GIVEN INSTRUCTION:
Can you quote exactly the stretch of lines from the one with "the woman's blue" through the final line of the material, both ends included?

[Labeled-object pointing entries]
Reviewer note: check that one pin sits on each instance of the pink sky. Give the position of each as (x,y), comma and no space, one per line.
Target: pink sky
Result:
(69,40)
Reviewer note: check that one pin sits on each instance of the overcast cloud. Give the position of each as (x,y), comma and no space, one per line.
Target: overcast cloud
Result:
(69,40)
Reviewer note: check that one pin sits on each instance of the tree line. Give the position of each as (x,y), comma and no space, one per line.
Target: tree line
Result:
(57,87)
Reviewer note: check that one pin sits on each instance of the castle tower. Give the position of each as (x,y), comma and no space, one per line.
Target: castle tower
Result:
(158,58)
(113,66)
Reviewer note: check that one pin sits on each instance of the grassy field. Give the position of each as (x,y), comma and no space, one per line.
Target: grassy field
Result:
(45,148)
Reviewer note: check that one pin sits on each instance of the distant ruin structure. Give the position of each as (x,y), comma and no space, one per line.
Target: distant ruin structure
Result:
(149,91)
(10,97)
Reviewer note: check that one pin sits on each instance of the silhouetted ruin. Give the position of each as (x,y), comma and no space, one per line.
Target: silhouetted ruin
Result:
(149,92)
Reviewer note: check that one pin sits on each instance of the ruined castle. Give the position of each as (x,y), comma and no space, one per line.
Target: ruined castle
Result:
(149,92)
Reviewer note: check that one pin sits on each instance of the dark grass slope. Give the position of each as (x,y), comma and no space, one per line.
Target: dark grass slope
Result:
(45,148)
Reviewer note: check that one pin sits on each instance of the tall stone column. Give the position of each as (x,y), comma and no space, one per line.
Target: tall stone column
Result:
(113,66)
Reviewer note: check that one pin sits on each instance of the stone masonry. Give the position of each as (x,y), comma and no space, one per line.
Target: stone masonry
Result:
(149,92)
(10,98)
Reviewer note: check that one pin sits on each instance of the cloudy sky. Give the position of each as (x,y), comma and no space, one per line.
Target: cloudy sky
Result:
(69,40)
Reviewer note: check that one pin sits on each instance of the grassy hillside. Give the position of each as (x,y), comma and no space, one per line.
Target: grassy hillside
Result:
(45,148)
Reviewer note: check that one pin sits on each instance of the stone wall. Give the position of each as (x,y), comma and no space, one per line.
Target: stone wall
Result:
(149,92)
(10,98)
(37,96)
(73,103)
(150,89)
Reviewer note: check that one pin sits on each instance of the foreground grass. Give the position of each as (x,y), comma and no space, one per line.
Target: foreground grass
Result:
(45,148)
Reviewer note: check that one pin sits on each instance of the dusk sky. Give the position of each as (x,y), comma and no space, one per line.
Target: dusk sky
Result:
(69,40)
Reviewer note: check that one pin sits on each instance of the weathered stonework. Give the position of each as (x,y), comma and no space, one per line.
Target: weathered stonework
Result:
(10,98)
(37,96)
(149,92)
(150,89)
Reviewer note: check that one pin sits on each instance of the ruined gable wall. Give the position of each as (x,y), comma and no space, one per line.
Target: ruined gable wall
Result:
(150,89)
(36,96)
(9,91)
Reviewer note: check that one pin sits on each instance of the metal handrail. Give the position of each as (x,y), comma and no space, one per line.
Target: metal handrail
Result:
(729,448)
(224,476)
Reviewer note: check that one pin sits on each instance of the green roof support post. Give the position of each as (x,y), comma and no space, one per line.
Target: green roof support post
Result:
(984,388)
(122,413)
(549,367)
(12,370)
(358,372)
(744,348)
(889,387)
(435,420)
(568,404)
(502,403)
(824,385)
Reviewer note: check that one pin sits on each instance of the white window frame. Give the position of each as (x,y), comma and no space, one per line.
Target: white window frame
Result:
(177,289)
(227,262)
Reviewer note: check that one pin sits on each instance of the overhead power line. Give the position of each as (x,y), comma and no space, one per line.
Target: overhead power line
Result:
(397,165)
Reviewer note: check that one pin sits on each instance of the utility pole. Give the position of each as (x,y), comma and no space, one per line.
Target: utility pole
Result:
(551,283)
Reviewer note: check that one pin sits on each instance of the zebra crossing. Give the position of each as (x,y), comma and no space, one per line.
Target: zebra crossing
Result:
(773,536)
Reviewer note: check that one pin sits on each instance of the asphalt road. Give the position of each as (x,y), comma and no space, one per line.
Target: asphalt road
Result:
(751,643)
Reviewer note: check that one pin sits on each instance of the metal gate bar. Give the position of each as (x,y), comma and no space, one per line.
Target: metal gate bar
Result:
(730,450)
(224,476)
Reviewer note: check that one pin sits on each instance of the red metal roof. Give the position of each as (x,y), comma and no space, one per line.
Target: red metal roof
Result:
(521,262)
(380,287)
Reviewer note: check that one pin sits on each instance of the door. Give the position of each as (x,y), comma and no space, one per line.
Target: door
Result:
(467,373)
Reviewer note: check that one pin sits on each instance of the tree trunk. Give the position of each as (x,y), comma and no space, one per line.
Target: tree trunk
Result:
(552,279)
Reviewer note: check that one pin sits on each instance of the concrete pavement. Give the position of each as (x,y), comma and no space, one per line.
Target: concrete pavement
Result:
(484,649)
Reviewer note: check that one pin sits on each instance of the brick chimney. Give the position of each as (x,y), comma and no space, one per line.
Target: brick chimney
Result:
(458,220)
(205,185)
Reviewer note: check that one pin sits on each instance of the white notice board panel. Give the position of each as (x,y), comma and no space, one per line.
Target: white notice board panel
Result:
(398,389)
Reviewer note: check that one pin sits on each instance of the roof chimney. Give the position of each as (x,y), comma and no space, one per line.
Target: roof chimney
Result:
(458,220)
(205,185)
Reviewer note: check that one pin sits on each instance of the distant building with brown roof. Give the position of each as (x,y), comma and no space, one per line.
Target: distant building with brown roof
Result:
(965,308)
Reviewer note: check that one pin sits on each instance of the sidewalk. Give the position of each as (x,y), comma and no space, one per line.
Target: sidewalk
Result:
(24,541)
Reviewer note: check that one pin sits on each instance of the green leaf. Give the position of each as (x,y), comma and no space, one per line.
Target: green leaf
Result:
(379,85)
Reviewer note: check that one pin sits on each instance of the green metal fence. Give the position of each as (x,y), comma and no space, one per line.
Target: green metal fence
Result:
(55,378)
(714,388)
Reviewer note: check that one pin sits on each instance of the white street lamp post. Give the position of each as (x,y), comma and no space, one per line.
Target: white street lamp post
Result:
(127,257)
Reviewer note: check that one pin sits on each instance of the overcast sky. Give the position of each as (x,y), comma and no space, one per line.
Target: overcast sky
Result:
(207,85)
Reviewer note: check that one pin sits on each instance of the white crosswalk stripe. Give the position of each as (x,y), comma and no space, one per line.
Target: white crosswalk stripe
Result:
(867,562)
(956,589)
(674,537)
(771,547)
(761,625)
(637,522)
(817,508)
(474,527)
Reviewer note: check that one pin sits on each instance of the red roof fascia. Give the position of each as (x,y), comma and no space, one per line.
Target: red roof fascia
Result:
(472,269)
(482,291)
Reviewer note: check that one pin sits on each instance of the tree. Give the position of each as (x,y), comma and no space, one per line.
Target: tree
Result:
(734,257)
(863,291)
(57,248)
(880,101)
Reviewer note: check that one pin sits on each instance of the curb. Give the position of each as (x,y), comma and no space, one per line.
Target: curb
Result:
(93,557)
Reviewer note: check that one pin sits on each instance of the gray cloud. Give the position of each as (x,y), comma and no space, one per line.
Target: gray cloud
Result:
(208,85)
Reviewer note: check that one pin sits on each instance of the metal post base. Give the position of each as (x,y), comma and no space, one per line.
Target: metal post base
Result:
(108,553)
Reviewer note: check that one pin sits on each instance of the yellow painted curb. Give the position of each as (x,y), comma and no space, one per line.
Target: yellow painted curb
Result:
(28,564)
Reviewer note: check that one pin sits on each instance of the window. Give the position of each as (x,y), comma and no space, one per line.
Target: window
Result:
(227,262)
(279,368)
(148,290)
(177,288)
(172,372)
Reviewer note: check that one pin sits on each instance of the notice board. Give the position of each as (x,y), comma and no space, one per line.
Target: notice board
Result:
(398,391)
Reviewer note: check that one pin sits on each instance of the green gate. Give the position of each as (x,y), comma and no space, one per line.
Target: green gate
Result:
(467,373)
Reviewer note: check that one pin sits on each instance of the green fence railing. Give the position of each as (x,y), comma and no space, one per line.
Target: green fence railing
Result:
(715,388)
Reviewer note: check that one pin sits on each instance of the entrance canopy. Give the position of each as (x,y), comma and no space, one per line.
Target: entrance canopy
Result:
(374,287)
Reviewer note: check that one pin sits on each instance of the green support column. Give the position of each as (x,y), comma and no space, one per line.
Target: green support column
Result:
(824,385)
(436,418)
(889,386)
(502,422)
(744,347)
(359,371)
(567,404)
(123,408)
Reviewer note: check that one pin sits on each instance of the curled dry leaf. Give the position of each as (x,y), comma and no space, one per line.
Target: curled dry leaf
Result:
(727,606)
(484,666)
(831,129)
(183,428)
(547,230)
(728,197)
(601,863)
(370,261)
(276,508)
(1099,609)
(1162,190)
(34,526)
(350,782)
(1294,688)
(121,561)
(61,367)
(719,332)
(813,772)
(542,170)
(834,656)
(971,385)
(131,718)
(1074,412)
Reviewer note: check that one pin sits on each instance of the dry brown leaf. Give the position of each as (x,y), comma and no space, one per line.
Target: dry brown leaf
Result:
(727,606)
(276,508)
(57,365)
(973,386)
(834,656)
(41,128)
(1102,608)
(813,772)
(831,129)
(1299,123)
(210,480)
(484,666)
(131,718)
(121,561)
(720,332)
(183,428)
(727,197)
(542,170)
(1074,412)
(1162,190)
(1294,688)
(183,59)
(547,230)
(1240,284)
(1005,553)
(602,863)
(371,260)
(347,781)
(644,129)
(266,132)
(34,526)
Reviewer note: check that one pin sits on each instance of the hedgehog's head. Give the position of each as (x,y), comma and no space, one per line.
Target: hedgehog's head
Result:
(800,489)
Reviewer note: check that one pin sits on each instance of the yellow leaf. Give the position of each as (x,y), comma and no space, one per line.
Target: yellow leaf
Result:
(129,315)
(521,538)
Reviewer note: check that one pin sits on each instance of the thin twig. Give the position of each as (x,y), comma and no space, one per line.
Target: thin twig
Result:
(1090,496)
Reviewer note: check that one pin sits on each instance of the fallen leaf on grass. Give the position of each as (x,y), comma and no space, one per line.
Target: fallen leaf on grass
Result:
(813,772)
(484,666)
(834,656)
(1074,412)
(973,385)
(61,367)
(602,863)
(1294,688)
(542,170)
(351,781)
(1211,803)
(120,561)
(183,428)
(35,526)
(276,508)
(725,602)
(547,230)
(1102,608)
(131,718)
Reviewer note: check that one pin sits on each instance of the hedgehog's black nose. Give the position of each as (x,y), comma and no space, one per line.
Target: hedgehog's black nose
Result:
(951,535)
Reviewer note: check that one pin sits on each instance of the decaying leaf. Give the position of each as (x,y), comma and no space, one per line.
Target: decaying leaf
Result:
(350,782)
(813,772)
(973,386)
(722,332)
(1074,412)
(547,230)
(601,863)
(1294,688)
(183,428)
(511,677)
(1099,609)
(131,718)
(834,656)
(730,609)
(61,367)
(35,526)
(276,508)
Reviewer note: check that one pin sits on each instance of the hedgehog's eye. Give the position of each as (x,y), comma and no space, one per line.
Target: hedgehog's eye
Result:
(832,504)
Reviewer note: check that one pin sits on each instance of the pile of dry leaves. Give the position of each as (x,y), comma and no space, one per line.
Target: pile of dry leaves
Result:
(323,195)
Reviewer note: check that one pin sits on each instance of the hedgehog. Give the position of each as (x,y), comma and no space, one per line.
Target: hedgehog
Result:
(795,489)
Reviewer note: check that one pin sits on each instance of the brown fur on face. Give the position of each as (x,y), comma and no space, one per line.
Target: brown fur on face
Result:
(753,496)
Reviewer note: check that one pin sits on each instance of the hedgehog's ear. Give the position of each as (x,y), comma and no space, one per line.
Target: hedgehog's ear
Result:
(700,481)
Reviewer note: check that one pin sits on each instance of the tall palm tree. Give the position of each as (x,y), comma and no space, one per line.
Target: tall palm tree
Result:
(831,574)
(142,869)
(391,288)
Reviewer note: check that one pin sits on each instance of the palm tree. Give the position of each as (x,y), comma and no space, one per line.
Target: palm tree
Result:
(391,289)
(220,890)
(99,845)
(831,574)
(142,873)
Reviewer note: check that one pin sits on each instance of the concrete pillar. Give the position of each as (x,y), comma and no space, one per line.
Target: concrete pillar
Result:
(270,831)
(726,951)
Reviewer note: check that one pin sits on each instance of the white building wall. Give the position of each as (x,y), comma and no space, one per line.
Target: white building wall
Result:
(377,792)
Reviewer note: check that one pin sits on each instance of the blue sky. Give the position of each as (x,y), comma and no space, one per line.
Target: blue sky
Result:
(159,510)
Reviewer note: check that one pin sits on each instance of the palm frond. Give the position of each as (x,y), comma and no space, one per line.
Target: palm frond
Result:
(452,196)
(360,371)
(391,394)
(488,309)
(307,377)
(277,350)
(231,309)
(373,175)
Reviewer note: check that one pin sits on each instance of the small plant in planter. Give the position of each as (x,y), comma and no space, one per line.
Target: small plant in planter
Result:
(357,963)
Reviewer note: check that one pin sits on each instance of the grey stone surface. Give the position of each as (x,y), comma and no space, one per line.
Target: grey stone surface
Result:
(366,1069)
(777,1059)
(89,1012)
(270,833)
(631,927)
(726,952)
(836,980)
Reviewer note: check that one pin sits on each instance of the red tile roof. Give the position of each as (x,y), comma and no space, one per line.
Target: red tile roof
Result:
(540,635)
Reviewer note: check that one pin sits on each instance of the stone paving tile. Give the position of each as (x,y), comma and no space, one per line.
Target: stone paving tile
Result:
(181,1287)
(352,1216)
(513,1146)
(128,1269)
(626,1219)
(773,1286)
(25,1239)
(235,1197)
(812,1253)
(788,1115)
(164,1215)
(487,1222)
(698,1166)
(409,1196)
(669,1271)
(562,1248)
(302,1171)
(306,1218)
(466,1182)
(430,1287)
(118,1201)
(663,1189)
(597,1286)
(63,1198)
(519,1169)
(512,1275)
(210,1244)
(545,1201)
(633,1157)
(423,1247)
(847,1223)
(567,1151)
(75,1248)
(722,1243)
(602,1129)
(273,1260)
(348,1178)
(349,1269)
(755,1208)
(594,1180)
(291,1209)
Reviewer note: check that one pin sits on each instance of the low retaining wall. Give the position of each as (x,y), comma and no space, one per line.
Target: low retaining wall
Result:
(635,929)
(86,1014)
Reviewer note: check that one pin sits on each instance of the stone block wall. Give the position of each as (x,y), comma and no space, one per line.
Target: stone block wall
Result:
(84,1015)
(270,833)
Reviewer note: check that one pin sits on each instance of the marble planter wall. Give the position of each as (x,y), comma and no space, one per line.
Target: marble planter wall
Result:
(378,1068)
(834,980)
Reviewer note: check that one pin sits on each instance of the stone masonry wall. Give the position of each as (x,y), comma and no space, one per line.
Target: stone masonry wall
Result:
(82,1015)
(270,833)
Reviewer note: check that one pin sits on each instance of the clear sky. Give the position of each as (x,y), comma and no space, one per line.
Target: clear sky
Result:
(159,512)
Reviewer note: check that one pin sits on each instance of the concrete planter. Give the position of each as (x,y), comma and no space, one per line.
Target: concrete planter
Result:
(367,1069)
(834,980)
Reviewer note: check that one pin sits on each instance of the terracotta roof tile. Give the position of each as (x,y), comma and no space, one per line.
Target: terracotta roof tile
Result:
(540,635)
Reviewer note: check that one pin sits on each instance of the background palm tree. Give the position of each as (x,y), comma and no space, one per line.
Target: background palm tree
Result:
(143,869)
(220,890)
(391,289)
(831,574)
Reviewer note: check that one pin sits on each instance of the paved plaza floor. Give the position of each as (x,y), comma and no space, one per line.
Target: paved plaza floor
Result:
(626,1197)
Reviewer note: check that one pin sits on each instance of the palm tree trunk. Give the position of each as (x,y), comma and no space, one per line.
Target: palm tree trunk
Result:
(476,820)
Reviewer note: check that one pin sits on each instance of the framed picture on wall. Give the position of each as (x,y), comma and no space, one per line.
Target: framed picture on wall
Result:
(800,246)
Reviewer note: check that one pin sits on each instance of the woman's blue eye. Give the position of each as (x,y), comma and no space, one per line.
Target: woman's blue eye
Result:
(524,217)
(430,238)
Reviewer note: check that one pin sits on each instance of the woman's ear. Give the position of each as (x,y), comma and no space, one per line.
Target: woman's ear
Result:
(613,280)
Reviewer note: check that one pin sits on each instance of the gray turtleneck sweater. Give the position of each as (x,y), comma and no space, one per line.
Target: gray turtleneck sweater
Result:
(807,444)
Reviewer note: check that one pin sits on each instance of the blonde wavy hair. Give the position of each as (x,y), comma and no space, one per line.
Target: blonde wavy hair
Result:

COMPLETED EXERCISE:
Reviewer note: check that one pin sits on each instance of the woman's blue eye. Give the position of each as (x,y), comma and no space, one per line.
Target: woman's blue eye
Result:
(524,217)
(430,238)
Reviewer note: check that one pin sits on each instance of the woman's ear. Give the position of each as (x,y), comma and no space, one per line.
Target: woman's ear
Result:
(613,280)
Reviewer note: check that one pin sits on each instance of the gray turtleneck sweater. Give the position of each as (x,y), comma and no space, one per line.
Target: gray turtleneck sweater
Result:
(807,444)
Reviewer note: check that one pin sits on each instance of the blonde wavy hair. Give the position of each as (x,y), comma and no space, one per line.
Target: blonde wavy hair
Result:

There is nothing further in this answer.